:: Фрагмент источника ::

Максимальный интерес западные исследователи проявили в 50-60-е годы, что было обусловлено обострением идеологической борьбы на международной арене.

Уже в 50-х годах в Западной Европе и в Соединенных Штатах вышел целый ряд увесистых монографий на эту тему. Тут выступили Исаак Дейчер, Б. Волин, Е. Поллак, а также осевшие на Западе быв­шие русские Д. Катков, Е. Петров-Скиталец и др.

В Англии, Франции, Италии и США опубликовано немало книг и статей.19 Этому же вопросу уделено большое внимание и в работах по истории СССР и КПСС.20

Не все они имели прямое отношение к событиям. Книга американца Е. Петрова-Скитальца "Кронштадтский тезис для свободного русского правительства",21 не представляет интереса в разработке истории вопроса, лишь пропагандирует взгляды лидеров мятежа.

Этой же цели посвящена статья П.Е. Нэвелла "Кронштадтское восстание" в английском ежедневнике "Социалистический лидер" №9 1971 и приурочена к его 50-летию.22 Автор рекомендовал советскому народу брать пример с “доблестных повстанцев” 1921 года, „восстать против “диктатуры коммунистов” во имя “свободы”

Исследования западных специалистов по целому ряду причин не привлекали пристального внимания советских ученых. На Западе в основном опираясь на довольно узкую историческую базу, но порой затрагивали вопросы, по разным причинам не находившим отражения в книгах отечественных историков. В то же время, по их мнению "советские издания, которые, зачастую являются сугубо пропагандистской литературой, при внимательном их изучении помогли пролить свет на некоторые наиболее существенные проблемы". Определенную трудность, для западных исследователей представляет языковой барьер, что порой в значительной степени искажает смысл не только отдельных фраз, но многих понятий. Так член Временного революционного комитета, Романенко — содержатель аварийных доков на западе становится сторожем.23 Есть предлог вспомнить также о сложности восприятия ими специфики русского характера и его истории. Впрочем "искать, то, что полезно" наши приверженцы мятежного ревкома тоже умеют.24

Вопрос о забастовках в крупных городах России в феврале 1921г. никогда не представлял собой тайну за семью печатями. Он не только освещался в газетах того времени, но и подробно комментировался в работах посвященным событиям февраля-марта 1921г. Особенно скрупулезно отнесся к их описанию Семанов С.Н. в монографии "Ликвидация антисоветского кронштадтского мятежа 1921г. – М. – Наука. - 1973". Однако популистами 90-х этот вопрос в погоне за сенсацией был представлен как некое откровение.

:::
:: Исходный материал ::

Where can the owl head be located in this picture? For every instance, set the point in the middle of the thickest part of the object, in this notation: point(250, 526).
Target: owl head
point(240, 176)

:::

Перепишите часть фрагмента источника от слов «Максимальный интерес западные» до слов «взгляды лидеров мятежа.» включительно, поменяв «Англии» на «Германии». Материал никак не связан с фрагментом источника.

Максимальный интерес западные исследователи проявили в 50-60-е годы, что было обусловлено обострением идеологической борьбы на международной арене.

Уже в 50-х годах в Западной Европе и в Соединенных Штатах вышел целый ряд увесистых монографий на эту тему. Тут выступили Исаак Дейчер, Б. Волин, Е. Поллак, а также осевшие на Западе быв­шие русские Д. Катков, Е. Петров-Скиталец и др.

В Германии, Франции, Италии и США опубликовано немало книг и статей.19 Этому же вопросу уделено большое внимание и в работах по истории СССР и КПСС.20

Не все они имели прямое отношение к событиям. Книга американца Е. Петрова-Скитальца "Кронштадтский тезис для свободного русского правительства",21 не представляет интереса в разработке истории вопроса, лишь пропагандирует взгляды лидеров мятежа.